Lanjutkan teks bacaan di bawah tentang politik uang dalam Pemilu 2014, dimulai tepat setelah kalimat terakhirnya.

(Teks Bacaan):

■ ■ ■ ■ ■

Politik Uang, Penyakit Turunan Pemilu Indonesia

Hajriyanto Tohari

Hajriyanto Tohari

Jakarta, Bhirawa.
Praktik politik uang dalam Pemilu 2014 lebih parah dibanding Pemilu sebelumnya.  Permainan para calo dan broker suara, makin berani dan terang terangan, tanpa sungkan dan takut. Fungsi pengawas Pemilu praktis tak berhasil padahal anggaran diperbesar dan petugas pengawas ditambah jumlahnya .
“Politik uang dalam Pemilu 2014 ini sangat masif dan dilakukan secara terbuka. Hal tersebut terjadi karena tingkat pendidikan masyarakat masih rendah dengan kemiskinan merata. Sehingga tawaran uang seberapapun kecilnya, sepuluh dua puluh ribu, bisa merubah pilihan mereka dalam sesaat,” kata Wakil Ketua MPR RI Hajriyanto Tohari dalam dialog tentang Money Politics Pemilu 2014 di MPR RI, Senin (21/4).

■ ■ ■ ■ ■

(Isi Data):
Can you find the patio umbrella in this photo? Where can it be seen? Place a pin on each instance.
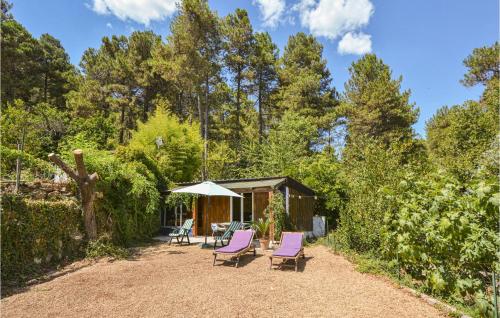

■ ■ ■ ■ ■

(Jawaban yang Diharapkan):
Dijelaskan Hajriyanto, untuk mengatasi hal buruk dan mendewasakan demokrasi, Parpol  diminta ikut bertanggung jawab dengan memberikan pendidikan politik bagi rakyat.
Pembicara dari Lingkar Madani, Ray Rangkuti menyebut politik uang pada dasarnya disebabkan Parpol dan Caleg yang tak percaya diri, takut kalah. Penyebaran uang semula diciptakan oleh Parpol dan para Caleg. Rakyat sebenarnya hanya sebagai penerima tawaran, apalagi kondisi rakyat yang pada umumnya miskin. Uang telah mengubah persepsi pilihan rakyat dalam sekejab.
“Politik uang dalam Pemilu Indonesia sudah sebagai penyakit turun temurun yang diwariskan. Sulit memberantas penyakit turunan ini jika tidak ada niat yang kuat. Diperlukan tindakan tegas, efektif dan cepat dari penyelenggara Pemilu untuk mengubah tradisi buruk ini. KPU dan Bawaslu seharusnya membentuk Satgas, agar bisa menindak jual beli suara ini,” papar Ray Rangkuti.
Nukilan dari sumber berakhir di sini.